→ Set exercise:
Output, word for word, every line from the line with "I would be grateful if you could mark the green foliage" through the final line of the data below.

→ Material for this exercise:
'''
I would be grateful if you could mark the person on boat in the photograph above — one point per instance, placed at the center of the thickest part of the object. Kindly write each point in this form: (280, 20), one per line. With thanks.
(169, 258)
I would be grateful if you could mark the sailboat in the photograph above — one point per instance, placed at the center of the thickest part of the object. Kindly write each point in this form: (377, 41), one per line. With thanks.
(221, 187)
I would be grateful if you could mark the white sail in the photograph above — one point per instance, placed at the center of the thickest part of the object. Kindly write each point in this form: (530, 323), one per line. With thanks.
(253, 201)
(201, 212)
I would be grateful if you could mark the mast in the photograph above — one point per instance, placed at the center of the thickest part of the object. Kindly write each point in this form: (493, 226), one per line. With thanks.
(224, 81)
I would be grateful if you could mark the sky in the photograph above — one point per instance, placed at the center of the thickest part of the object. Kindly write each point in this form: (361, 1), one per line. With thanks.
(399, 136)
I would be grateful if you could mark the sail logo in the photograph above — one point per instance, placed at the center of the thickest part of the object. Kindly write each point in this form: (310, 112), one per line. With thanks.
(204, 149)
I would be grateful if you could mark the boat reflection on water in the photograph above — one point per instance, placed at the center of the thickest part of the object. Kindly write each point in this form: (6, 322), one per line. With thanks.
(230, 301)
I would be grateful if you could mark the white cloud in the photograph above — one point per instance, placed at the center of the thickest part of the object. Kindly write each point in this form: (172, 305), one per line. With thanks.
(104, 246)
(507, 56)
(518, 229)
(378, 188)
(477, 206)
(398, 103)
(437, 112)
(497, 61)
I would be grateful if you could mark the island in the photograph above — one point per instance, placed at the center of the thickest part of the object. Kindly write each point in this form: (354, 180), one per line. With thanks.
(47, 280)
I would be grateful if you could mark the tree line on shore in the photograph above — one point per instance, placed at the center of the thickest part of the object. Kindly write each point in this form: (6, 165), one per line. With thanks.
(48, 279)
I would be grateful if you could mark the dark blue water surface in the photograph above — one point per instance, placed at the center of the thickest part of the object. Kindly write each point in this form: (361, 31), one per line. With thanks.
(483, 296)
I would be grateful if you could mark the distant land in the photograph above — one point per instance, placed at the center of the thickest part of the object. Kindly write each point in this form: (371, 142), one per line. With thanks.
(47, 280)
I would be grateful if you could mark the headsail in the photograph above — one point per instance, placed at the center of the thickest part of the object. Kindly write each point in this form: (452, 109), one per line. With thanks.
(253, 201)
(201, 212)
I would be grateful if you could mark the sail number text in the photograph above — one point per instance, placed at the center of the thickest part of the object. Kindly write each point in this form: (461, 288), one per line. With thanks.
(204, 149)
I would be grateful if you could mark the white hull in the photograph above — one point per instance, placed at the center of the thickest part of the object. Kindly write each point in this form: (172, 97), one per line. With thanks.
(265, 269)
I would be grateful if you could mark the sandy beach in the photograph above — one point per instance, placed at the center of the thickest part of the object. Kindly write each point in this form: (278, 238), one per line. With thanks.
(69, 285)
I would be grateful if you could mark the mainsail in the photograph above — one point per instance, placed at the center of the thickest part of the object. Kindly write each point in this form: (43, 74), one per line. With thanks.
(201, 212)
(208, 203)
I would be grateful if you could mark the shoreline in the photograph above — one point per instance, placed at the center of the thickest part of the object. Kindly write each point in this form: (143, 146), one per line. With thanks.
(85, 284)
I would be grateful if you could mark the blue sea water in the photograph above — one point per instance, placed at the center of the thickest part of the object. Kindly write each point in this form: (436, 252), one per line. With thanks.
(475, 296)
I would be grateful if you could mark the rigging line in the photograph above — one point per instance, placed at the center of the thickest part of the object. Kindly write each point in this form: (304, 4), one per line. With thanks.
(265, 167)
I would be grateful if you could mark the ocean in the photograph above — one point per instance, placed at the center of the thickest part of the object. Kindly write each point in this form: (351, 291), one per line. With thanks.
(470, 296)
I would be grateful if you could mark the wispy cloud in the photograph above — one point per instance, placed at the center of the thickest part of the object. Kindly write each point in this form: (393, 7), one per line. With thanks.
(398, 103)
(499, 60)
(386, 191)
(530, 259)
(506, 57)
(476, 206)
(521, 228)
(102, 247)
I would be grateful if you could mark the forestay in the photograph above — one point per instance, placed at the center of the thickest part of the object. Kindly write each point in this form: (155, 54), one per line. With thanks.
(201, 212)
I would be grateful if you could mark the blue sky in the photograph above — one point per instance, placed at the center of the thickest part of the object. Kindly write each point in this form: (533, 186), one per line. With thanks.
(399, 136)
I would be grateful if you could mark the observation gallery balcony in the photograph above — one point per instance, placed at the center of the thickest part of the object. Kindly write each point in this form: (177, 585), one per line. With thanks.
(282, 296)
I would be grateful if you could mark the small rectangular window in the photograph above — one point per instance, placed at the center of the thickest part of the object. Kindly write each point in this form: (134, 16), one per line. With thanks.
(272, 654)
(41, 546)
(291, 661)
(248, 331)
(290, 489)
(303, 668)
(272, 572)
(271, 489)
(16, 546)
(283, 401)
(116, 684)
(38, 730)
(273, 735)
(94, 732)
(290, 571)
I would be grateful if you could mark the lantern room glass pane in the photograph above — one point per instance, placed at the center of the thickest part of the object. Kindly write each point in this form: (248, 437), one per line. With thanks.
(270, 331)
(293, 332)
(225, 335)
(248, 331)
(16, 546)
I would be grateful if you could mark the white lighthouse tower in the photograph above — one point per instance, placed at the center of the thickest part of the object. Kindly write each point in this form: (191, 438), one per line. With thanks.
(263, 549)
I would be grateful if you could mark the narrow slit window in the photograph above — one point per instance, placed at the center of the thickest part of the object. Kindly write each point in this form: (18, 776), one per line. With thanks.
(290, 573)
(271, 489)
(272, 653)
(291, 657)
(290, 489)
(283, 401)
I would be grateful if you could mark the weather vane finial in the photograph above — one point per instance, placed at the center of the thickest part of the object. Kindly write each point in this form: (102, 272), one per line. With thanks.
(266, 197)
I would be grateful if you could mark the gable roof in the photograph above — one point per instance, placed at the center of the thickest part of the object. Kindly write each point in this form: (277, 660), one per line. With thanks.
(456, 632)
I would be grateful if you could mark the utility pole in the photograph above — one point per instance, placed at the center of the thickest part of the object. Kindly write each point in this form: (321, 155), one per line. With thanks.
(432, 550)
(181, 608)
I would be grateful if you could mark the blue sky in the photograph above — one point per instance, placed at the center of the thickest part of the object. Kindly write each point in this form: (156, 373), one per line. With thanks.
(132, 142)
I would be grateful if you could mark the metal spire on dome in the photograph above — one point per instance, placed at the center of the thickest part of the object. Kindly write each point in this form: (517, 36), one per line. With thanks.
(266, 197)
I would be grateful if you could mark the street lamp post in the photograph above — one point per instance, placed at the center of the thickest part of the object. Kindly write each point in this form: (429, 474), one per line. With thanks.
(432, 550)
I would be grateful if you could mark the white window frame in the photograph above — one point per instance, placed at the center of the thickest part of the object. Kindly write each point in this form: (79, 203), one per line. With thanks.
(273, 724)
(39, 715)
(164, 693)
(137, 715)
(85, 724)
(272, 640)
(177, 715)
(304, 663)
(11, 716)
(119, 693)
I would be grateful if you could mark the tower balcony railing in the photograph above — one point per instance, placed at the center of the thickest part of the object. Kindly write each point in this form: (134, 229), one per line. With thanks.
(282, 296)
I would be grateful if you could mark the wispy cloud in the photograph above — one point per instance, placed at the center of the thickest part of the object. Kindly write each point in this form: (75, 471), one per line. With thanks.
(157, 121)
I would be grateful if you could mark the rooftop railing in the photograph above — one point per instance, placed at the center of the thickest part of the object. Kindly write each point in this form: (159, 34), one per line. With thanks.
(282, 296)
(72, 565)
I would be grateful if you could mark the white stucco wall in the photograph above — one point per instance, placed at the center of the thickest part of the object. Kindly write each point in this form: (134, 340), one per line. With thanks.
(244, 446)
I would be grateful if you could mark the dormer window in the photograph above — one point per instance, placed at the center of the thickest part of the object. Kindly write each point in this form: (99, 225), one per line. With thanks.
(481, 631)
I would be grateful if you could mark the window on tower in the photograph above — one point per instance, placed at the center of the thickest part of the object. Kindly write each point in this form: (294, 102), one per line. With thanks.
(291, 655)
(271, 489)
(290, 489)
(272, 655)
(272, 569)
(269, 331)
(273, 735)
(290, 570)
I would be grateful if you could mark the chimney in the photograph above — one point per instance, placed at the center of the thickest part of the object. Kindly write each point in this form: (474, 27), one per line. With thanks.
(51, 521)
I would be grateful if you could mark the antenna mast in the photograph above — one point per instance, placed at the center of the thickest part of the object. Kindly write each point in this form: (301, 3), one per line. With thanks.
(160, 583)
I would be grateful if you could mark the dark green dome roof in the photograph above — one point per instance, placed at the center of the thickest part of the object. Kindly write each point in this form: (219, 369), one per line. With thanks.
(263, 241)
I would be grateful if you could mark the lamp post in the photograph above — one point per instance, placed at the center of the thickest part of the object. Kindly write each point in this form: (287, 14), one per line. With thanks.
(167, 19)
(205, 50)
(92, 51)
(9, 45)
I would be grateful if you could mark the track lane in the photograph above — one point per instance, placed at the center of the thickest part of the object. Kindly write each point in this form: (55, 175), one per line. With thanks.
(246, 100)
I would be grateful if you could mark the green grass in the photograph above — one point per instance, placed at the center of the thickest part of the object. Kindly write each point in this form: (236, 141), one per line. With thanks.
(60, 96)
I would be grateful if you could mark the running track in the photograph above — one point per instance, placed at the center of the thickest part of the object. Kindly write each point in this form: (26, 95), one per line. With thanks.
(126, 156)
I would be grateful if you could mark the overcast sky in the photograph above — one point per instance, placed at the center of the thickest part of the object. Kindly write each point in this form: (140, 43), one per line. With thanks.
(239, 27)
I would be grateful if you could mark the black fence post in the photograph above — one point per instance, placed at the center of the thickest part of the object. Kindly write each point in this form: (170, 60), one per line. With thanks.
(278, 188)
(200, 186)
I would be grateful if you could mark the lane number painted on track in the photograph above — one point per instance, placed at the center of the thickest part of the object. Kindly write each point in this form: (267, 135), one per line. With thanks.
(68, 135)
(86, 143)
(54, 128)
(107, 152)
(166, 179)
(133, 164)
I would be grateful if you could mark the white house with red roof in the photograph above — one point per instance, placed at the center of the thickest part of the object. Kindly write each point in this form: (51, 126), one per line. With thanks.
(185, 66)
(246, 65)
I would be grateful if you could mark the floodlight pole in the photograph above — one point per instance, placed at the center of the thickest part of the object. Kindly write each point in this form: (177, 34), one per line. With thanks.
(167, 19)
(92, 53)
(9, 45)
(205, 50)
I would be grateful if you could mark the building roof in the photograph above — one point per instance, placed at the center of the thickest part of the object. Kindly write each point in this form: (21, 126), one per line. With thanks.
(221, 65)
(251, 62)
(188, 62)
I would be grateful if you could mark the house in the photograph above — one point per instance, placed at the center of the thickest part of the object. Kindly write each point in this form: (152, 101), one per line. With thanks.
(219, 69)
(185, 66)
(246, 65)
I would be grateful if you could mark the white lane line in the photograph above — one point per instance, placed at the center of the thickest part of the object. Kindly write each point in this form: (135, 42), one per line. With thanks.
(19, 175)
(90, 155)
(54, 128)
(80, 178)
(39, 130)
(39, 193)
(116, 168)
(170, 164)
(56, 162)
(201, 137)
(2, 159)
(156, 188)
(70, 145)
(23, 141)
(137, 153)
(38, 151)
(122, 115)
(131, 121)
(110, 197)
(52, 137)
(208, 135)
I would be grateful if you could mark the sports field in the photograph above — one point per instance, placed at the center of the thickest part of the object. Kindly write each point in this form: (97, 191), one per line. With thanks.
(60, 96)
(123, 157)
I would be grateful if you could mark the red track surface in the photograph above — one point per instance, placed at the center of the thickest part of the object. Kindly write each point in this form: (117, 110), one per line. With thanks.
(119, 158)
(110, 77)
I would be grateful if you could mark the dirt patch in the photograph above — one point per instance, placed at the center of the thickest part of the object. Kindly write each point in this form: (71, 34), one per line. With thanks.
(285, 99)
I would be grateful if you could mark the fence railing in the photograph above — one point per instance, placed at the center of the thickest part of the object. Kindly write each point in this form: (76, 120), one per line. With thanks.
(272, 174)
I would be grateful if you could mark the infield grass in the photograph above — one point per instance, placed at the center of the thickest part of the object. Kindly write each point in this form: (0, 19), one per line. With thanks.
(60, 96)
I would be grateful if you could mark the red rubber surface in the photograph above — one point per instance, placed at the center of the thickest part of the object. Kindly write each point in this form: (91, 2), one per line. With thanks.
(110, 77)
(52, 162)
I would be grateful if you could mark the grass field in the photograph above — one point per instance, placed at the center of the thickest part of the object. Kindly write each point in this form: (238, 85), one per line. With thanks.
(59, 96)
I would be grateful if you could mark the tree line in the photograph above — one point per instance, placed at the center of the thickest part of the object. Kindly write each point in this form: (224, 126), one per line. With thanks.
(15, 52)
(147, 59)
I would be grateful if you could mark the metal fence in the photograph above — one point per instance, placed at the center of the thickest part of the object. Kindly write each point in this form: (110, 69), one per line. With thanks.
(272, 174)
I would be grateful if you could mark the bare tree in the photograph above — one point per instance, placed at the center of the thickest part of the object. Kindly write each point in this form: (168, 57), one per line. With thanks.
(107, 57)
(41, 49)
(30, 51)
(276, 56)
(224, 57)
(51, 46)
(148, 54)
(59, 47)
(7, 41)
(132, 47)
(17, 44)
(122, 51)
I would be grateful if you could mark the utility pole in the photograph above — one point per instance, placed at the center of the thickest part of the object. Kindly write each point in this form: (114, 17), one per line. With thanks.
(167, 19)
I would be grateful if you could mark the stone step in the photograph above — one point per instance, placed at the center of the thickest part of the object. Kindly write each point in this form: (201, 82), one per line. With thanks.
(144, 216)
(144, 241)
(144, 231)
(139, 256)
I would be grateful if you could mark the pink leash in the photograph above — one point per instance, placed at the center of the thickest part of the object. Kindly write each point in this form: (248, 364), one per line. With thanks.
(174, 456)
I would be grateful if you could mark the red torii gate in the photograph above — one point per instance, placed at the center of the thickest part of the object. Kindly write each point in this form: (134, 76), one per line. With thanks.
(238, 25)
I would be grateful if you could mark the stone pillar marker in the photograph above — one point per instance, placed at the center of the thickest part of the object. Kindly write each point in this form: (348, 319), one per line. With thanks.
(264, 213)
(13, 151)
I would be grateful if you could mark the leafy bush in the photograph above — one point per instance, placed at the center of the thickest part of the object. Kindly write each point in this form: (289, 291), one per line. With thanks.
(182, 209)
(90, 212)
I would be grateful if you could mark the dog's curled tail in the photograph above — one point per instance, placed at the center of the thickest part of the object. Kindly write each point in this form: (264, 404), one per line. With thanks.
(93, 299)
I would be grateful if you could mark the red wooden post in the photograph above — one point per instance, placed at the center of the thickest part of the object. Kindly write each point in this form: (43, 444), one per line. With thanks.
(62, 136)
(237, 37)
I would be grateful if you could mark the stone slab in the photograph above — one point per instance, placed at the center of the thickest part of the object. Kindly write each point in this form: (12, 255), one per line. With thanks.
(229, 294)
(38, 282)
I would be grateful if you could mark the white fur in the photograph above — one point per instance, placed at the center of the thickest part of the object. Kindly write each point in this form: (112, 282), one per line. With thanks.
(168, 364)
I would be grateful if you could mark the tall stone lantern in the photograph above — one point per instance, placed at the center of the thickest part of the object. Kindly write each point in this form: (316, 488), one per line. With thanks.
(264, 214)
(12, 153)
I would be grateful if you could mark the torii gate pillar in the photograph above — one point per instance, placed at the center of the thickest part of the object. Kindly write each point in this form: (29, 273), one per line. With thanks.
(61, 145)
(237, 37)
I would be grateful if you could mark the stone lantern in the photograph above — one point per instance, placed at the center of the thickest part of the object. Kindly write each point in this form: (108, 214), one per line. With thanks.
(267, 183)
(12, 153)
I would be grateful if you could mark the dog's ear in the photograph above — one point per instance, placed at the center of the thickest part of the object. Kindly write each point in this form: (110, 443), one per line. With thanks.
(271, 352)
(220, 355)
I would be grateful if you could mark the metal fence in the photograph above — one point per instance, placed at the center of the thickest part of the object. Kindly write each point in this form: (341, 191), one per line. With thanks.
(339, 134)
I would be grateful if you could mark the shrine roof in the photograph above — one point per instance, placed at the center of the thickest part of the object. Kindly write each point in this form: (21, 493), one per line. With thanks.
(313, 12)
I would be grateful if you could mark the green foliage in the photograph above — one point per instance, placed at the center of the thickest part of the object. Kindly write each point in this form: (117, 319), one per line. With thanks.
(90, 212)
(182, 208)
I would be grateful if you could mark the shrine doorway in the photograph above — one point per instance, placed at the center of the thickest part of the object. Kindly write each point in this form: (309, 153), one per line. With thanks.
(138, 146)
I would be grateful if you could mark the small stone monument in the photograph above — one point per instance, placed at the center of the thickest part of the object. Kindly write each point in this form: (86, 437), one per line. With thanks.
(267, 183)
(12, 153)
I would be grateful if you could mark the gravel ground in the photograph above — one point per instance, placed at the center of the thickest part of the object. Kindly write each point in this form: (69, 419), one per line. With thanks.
'''
→ Result of this exercise:
I would be grateful if you could mark the green foliage in the photograph above — one point per instance, placed at the center of the thickest part of the object. Kindly write each point in this form: (117, 319), one per line. With thanks.
(90, 212)
(182, 208)
I would be grateful if you could mark the shrine doorway in the photograph above — one point per instance, placed at the center of the thickest part of the object. Kindly write each point in this form: (309, 153), one per line. With thanks.
(138, 146)
I would be grateful if you could mark the small stone monument in the photograph above — one point per instance, placed at the center of the thickest part of the object. Kindly write each point in this form: (86, 437), one per line. With thanks.
(267, 183)
(12, 153)
I would be grateful if you could mark the gravel ground in the photograph above — one point per instance, placed at the center of the thickest part of the object. Kindly write each point in this form: (69, 419), one per line. With thanks.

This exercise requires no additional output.